**Assignment A**
Write out the passage of the Middle Teton accident report starting with "On August 20" and going on through "in the back.".
**Assignment B**
Summarize the Middle Teton accident report in two sentences.
--- Provided passage Enclosed Below ---
American Alpine Jounrna and Accidents in North American Climbing

Fall on Snow, Unable to Self-Arrest, Wyoming, Grand Tetons, Middle Teton

  • Accident Reports
  • Accident Year:
  • Publication Year: 1997


Wyoming, Grand Tetons, Middle Teton

On August 20 around 1400, while descending the Southwest Couloir of the Middle Teton, Paul Schladensky (34) fell on a snowfield just above the Middle/South Teton Saddle. He initially attempted to arrest using only his hands and heels (while on his buttocks). After a while he tried to use his ice ax. He was unable to arrest and slid about 100 feet on snow into talus, hitting his right hip, chest, and ribs on the rocks first. He did not lose consciousness, but experienced difficulty with breathing, and was unable to continue on his own due to the soreness and pain, especially in the back.

Matthew Rusher, Schladensky’s partner, provided him with additional clothing and water, and went for help. He contacted campers in the South Fork of Garnet Canyon. Two of the campers continued below in search of help, while Rusher and two other campers returned to the accident site. In the Garnet Meadows, the campers contacted Forrest McCarthy, Exum guide, who cell-phoned Jenny Lake Rescue about 1530. A rescue operation was then initiated.
--- End of Enclosed Provided passage ---
--- Stored data Enclosed Below ---
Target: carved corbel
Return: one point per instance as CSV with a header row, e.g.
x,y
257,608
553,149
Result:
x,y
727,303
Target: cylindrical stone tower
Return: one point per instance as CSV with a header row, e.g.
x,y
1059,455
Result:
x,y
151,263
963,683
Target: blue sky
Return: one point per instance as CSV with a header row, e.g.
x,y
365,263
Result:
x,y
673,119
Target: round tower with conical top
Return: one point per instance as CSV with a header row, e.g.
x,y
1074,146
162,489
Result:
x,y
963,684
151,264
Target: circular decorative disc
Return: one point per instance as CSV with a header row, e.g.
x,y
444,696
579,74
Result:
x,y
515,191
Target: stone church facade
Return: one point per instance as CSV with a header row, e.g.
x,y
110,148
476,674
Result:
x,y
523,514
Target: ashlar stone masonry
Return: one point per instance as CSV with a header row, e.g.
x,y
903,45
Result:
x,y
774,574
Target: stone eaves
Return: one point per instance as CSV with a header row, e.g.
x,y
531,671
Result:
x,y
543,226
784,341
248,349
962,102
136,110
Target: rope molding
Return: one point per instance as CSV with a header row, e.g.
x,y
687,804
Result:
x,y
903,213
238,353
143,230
--- End of Enclosed Stored data ---
**Written answer A**
On August 20 around 1400, while descending the Southwest Couloir of the Middle Teton, Paul Schladensky (34) fell on a snowfield just above the Middle/South Teton Saddle. He initially attempted to arrest using only his hands and heels (while on his buttocks). After a while he tried to use his ice ax. He was unable to arrest and slid about 100 feet on snow into talus, hitting his right hip, chest, and ribs on the rocks first. He did not lose consciousness, but experienced difficulty with breathing, and was unable to continue on his own due to the soreness and pain, especially in the back.

**Written answer B**
While descending the Southwest Couloir of the Middle Teton on August 20, Paul Schladensky fell on a snowfield above the Middle/South Teton Saddle, could not self-arrest, and slid about 100 feet into talus. He struck his right hip, chest, and ribs and could not continue on his own, so his partner, Matthew Rusher, left him clothing and water and went for help, and Exum guide Forrest McCarthy cell-phoned Jenny Lake Rescue about 1530 to start a rescue operation.